● **Supplied information**
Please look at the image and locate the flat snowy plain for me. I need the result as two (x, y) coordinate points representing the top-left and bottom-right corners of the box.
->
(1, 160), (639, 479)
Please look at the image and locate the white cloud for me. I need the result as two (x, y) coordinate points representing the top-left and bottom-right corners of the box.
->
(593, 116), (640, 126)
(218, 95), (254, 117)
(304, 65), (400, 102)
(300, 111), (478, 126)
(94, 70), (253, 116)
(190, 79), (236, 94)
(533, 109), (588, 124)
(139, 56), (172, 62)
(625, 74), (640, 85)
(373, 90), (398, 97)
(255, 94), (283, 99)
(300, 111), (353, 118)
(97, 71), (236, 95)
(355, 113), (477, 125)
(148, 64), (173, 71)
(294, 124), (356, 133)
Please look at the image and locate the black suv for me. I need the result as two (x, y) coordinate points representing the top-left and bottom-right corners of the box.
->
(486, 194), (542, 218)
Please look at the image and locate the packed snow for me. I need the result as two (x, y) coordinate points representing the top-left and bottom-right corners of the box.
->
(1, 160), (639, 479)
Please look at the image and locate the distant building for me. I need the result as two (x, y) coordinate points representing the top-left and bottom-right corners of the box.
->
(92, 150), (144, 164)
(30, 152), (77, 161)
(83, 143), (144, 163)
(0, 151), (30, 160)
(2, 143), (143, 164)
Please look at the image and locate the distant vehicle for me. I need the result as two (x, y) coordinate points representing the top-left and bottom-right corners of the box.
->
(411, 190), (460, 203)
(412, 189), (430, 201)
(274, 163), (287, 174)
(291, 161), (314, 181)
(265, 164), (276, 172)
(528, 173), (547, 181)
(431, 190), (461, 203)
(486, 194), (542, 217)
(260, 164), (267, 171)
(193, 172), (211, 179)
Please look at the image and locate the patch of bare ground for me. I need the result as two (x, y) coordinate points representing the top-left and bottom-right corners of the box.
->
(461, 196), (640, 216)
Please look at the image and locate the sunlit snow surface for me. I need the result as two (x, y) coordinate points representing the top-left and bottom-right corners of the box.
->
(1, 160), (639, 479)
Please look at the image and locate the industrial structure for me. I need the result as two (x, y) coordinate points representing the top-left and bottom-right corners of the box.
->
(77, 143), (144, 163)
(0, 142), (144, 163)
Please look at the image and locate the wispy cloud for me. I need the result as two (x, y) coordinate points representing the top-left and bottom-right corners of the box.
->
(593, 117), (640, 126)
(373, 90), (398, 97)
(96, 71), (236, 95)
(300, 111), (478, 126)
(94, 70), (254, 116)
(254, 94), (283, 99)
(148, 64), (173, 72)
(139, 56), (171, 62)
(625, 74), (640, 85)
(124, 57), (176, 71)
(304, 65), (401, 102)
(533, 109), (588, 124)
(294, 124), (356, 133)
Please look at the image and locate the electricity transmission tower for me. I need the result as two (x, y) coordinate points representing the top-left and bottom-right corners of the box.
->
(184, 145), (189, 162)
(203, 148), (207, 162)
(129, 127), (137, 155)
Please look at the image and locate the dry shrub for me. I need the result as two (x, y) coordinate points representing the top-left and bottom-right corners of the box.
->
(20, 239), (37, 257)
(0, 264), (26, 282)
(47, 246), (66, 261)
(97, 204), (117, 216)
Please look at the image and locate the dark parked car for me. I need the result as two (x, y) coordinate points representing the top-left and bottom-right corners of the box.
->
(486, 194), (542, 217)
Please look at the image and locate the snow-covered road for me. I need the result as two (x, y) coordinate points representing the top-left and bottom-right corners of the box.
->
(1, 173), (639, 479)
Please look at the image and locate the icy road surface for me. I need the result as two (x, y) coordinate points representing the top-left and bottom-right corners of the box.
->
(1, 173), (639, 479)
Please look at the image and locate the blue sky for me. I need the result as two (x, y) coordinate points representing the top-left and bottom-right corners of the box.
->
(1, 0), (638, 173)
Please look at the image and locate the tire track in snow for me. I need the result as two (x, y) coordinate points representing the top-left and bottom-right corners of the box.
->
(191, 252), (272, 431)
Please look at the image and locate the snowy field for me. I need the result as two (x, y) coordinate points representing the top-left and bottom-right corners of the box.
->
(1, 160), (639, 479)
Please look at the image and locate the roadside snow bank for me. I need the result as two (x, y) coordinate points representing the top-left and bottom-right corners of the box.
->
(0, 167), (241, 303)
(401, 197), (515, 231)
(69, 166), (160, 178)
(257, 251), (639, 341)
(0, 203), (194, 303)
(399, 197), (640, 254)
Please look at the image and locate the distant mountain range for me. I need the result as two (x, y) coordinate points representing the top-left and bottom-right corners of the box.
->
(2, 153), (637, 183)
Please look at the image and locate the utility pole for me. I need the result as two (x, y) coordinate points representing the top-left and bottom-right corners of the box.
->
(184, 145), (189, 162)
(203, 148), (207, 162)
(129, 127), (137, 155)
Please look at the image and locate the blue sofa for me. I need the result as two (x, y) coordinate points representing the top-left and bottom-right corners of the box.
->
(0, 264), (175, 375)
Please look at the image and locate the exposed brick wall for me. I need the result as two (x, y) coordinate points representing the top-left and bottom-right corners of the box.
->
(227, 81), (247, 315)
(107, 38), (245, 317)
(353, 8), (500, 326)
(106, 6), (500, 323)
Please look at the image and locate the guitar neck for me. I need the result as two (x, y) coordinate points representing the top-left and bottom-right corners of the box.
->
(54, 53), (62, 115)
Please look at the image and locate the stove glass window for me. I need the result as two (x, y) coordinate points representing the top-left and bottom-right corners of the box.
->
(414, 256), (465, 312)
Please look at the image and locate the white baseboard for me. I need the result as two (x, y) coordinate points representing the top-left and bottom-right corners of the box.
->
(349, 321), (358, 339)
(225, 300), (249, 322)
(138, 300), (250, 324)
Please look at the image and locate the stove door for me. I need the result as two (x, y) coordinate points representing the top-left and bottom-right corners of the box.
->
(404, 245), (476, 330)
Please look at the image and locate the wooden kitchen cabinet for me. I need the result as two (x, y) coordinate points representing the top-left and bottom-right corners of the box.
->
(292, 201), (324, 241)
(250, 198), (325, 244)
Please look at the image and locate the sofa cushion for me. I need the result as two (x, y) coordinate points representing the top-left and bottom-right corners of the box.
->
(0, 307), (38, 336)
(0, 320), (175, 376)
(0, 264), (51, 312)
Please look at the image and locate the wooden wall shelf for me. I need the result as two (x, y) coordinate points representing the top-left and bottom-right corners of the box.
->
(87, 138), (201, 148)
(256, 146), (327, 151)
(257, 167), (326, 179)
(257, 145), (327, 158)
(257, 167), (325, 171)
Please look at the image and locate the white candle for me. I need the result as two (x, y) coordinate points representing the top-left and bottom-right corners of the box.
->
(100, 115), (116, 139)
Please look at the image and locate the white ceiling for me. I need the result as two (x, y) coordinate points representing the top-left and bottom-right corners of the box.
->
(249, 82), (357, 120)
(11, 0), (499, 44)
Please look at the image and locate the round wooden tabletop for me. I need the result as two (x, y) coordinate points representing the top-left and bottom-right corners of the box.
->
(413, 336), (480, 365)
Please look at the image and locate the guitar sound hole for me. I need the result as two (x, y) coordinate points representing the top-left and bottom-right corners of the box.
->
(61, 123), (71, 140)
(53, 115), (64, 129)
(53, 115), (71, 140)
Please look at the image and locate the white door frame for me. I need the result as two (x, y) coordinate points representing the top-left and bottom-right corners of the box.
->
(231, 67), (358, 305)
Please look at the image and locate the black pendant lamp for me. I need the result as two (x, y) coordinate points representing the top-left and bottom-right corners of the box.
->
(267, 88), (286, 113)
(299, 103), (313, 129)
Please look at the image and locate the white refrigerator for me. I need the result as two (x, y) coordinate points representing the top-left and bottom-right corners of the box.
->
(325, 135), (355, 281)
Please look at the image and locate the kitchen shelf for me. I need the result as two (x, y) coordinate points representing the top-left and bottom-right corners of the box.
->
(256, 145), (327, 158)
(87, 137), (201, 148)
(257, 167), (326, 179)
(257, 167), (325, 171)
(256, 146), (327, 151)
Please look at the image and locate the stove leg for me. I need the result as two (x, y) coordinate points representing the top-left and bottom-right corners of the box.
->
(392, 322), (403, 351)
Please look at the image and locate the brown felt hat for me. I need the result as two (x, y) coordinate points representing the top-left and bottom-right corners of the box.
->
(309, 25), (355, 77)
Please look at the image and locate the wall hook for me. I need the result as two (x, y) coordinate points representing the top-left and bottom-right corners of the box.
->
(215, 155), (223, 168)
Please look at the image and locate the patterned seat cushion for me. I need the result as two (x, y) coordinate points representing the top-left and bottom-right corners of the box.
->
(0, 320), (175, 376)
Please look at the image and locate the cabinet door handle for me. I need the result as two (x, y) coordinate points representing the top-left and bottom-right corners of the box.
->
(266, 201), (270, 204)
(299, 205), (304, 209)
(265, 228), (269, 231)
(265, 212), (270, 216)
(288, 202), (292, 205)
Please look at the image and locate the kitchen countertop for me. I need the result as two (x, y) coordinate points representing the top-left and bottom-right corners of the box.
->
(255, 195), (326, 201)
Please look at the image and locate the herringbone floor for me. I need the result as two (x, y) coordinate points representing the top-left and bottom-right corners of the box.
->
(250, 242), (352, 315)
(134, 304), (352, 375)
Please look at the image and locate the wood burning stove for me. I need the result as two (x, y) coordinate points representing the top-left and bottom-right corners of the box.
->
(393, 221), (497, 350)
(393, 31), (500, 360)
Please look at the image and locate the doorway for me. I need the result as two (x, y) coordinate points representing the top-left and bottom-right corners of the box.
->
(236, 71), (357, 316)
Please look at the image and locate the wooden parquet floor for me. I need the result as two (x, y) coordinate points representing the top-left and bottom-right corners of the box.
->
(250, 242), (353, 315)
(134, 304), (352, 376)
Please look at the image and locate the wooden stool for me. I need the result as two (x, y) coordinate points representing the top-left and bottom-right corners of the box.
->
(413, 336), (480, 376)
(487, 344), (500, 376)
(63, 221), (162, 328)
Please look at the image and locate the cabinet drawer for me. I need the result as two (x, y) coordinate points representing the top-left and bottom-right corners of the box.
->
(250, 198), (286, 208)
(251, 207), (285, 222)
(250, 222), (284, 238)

● **Task brief**
Extract exactly the leading lines of the data, stopping at and including the line with "Please look at the image and locate the distant building".

● **Finished exercise**
Please look at the image and locate the flat snowy plain for me. I need the result as two (x, y) coordinate points representing the top-left and bottom-right corners of the box.
->
(1, 160), (639, 479)
Please look at the image and locate the white cloud for me. I need the result as two (x, y) coordinate points representing the top-left and bottom-right corners of the box.
->
(593, 116), (640, 126)
(218, 95), (254, 117)
(304, 65), (400, 102)
(300, 111), (478, 126)
(94, 70), (253, 116)
(190, 79), (236, 94)
(533, 109), (588, 124)
(139, 56), (172, 62)
(625, 74), (640, 85)
(373, 90), (398, 97)
(255, 94), (283, 99)
(300, 111), (353, 118)
(97, 71), (236, 95)
(355, 113), (477, 125)
(148, 64), (173, 71)
(294, 124), (356, 133)
Please look at the image and locate the black suv for me. I need the result as two (x, y) coordinate points representing the top-left and bottom-right corners of the box.
->
(486, 194), (542, 218)
Please look at the image and locate the packed snow for me. I need the result as two (x, y) coordinate points representing the top-left and bottom-right corners of the box.
->
(1, 160), (639, 479)
Please look at the image and locate the distant building for me. I need the result as two (x, y) coordinate points representing the top-left and bottom-right corners of the box.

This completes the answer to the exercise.